Saved data entries
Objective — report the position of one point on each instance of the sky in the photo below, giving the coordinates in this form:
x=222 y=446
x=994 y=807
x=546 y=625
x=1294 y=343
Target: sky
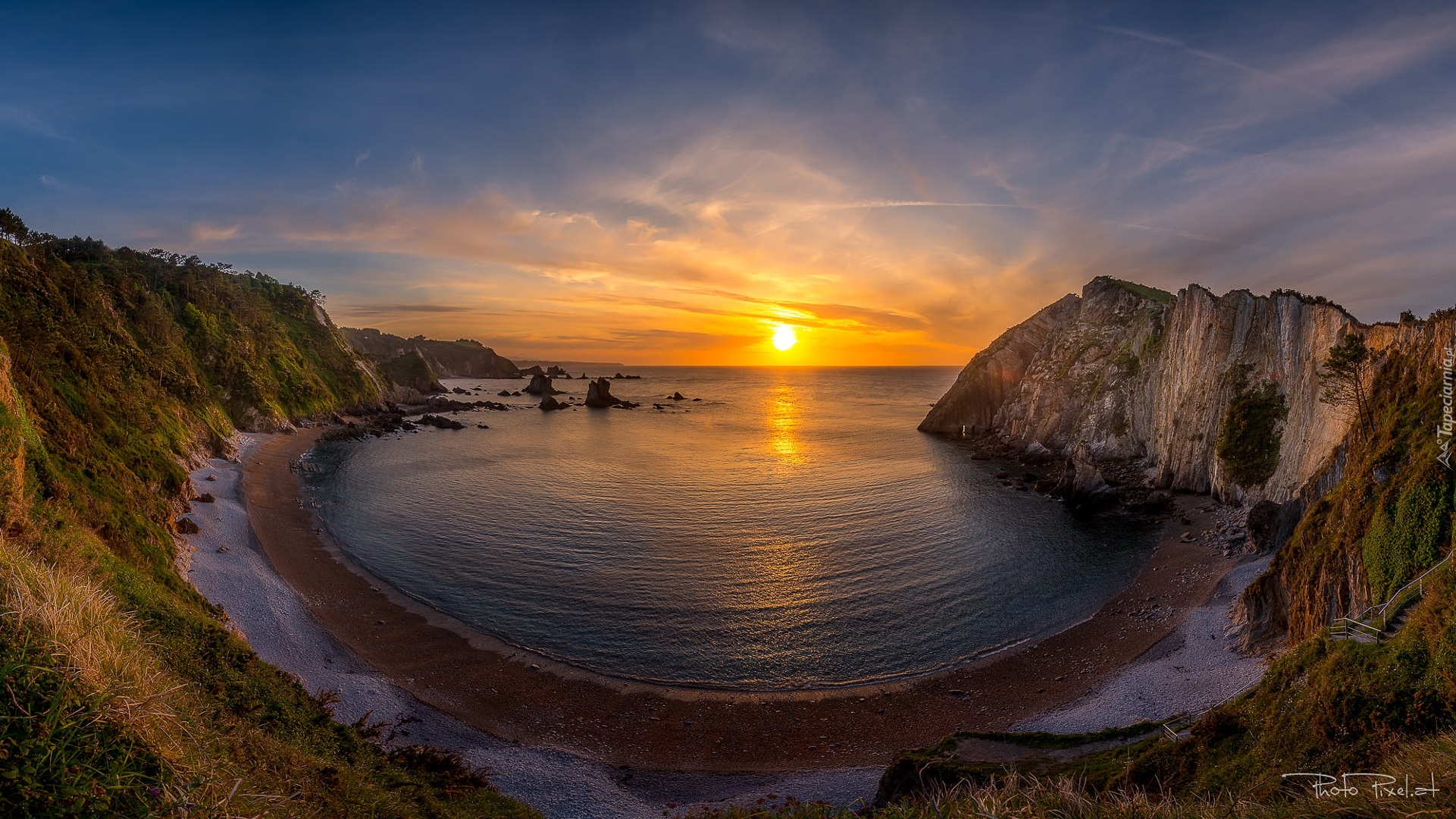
x=673 y=181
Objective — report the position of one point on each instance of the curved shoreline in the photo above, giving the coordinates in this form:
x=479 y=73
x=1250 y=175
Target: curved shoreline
x=529 y=698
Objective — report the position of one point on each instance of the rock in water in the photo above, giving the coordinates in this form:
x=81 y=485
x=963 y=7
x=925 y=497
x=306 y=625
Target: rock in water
x=599 y=394
x=1082 y=487
x=540 y=385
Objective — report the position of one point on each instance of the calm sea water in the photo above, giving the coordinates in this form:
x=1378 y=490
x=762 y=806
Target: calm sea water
x=790 y=529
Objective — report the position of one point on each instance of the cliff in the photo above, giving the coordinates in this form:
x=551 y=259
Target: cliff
x=1222 y=394
x=1133 y=372
x=465 y=359
x=123 y=691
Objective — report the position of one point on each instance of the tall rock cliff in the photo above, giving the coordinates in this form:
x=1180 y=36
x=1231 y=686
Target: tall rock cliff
x=1129 y=372
x=1133 y=372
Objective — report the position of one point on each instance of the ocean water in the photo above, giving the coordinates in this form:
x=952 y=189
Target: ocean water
x=791 y=529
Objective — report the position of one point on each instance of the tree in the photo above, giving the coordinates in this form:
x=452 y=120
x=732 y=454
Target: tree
x=12 y=226
x=1345 y=378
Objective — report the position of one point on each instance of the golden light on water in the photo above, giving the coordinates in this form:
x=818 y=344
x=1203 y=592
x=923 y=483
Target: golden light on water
x=784 y=337
x=782 y=417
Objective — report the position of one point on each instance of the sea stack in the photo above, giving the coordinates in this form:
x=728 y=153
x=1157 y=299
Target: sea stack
x=540 y=385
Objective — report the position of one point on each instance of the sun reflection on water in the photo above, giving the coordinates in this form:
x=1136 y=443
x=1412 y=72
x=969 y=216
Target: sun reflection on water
x=784 y=419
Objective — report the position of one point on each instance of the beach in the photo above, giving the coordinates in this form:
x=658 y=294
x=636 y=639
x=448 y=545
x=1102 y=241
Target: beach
x=628 y=748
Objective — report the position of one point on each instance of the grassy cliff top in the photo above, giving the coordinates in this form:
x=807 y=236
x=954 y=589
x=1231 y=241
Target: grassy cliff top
x=124 y=691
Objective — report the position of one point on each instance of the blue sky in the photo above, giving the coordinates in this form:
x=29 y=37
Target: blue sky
x=670 y=181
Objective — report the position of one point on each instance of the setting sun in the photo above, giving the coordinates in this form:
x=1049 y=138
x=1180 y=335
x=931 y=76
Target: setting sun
x=784 y=337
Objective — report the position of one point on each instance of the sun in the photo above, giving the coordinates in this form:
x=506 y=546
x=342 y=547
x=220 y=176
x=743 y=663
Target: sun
x=784 y=337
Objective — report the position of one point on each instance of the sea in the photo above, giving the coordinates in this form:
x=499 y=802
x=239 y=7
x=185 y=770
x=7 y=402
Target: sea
x=778 y=528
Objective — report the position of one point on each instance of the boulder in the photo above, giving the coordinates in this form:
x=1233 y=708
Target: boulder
x=1271 y=523
x=440 y=422
x=540 y=385
x=1037 y=453
x=599 y=394
x=1082 y=487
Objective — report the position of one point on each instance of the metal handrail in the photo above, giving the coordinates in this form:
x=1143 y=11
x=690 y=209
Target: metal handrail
x=1345 y=626
x=1420 y=582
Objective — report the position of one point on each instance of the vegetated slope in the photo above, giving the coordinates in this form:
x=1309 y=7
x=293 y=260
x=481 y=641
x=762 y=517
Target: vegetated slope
x=1376 y=513
x=444 y=359
x=124 y=692
x=1135 y=372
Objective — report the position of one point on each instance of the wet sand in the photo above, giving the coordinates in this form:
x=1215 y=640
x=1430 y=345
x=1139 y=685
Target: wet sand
x=526 y=698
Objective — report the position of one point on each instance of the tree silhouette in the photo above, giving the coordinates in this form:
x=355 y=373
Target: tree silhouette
x=12 y=226
x=1345 y=378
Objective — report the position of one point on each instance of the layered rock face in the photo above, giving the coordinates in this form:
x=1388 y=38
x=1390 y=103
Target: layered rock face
x=1132 y=372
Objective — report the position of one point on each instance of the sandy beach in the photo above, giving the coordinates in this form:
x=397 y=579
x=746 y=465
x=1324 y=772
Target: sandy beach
x=567 y=739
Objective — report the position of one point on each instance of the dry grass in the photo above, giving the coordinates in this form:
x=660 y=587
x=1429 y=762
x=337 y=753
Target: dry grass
x=99 y=648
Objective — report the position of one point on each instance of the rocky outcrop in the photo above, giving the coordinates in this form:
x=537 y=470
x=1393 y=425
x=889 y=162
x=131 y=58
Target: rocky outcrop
x=412 y=372
x=1271 y=523
x=540 y=385
x=599 y=395
x=1084 y=487
x=447 y=359
x=996 y=372
x=1133 y=372
x=440 y=422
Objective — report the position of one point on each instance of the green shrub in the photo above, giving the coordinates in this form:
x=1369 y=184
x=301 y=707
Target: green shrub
x=1251 y=435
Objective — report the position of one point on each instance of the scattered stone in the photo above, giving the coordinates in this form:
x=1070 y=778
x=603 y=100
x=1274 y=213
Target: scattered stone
x=442 y=423
x=540 y=385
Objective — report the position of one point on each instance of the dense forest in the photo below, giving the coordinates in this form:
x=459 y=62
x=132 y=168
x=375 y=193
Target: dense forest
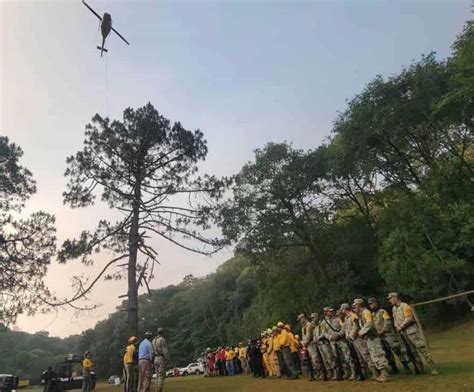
x=27 y=355
x=385 y=204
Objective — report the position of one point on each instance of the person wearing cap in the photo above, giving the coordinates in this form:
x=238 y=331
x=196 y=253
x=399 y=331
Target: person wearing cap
x=210 y=362
x=284 y=372
x=407 y=327
x=243 y=358
x=286 y=351
x=294 y=346
x=307 y=328
x=145 y=358
x=130 y=363
x=274 y=370
x=390 y=339
x=357 y=345
x=87 y=365
x=324 y=343
x=341 y=348
x=316 y=359
x=162 y=358
x=367 y=332
x=229 y=361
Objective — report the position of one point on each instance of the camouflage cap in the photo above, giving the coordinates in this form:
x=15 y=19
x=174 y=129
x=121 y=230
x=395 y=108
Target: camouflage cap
x=345 y=306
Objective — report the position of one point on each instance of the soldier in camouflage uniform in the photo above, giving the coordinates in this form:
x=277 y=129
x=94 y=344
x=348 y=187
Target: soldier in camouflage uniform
x=390 y=339
x=324 y=344
x=160 y=351
x=367 y=331
x=406 y=326
x=316 y=358
x=340 y=348
x=307 y=328
x=351 y=331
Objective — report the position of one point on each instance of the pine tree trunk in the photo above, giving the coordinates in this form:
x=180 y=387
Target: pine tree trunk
x=132 y=268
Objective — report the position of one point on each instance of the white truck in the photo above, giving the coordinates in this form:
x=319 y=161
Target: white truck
x=193 y=368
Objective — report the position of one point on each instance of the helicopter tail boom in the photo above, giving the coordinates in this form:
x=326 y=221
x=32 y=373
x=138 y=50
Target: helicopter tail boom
x=102 y=49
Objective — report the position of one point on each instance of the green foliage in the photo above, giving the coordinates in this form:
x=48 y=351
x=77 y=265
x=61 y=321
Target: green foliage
x=28 y=355
x=386 y=204
x=26 y=244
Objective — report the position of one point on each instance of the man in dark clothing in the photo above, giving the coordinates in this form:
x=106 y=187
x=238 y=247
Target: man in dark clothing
x=256 y=359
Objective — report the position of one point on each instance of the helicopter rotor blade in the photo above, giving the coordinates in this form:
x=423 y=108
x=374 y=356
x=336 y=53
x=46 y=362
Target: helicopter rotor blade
x=91 y=10
x=116 y=32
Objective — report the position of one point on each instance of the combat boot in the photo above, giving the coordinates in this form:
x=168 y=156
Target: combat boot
x=383 y=375
x=352 y=375
x=375 y=372
x=406 y=368
x=394 y=367
x=419 y=368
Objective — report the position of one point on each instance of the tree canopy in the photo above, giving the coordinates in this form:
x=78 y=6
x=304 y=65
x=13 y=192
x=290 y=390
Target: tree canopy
x=26 y=244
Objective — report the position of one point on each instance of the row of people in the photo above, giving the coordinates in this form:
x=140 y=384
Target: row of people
x=353 y=342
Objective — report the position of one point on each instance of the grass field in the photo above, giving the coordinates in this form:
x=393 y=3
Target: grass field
x=453 y=352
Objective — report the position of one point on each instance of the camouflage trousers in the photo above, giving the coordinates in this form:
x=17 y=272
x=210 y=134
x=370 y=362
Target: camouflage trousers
x=363 y=354
x=377 y=353
x=288 y=359
x=341 y=348
x=315 y=359
x=266 y=361
x=327 y=356
x=160 y=368
x=417 y=347
x=397 y=346
x=274 y=365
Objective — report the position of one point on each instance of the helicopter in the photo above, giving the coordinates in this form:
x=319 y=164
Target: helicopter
x=105 y=28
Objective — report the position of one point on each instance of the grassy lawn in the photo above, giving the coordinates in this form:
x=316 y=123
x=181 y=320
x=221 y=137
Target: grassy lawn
x=453 y=351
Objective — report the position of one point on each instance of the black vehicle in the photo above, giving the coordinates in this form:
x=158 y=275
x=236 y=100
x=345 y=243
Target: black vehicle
x=8 y=383
x=65 y=376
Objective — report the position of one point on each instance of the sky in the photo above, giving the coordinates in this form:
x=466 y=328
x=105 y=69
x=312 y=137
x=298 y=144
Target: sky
x=244 y=72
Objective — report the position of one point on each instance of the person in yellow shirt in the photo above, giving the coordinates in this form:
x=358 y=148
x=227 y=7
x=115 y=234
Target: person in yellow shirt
x=243 y=358
x=284 y=341
x=229 y=361
x=263 y=351
x=294 y=346
x=87 y=365
x=273 y=353
x=130 y=366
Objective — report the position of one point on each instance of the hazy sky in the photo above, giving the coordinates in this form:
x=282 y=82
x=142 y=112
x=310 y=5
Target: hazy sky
x=244 y=72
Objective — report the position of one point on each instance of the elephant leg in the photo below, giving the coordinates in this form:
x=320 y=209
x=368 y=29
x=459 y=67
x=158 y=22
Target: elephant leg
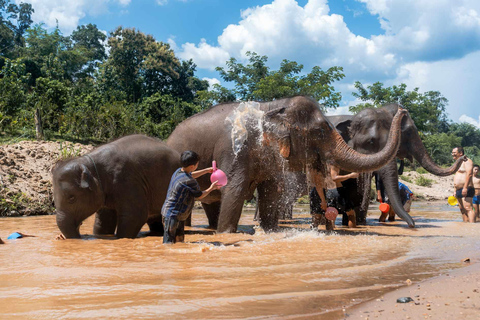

Stated exercise:
Render the part of the records from the line containing "of the sun in" through the line containing "x=778 y=528" as a JSON list of strings, with one string per line and blank lines omitted.

Solution to this exercise:
[
  "Objective — report the position of one point on each instance of the sun in the photo above, giving the coordinates in this form:",
  "x=506 y=546",
  "x=342 y=547",
  "x=220 y=176",
  "x=743 y=663",
  "Target: sun",
  "x=784 y=337",
  "Objective — report the position of one point on each instance of the sea in the photo above, giving the coordinates in this form:",
  "x=499 y=802",
  "x=239 y=7",
  "x=185 y=770",
  "x=7 y=402",
  "Target: sea",
  "x=778 y=528"
]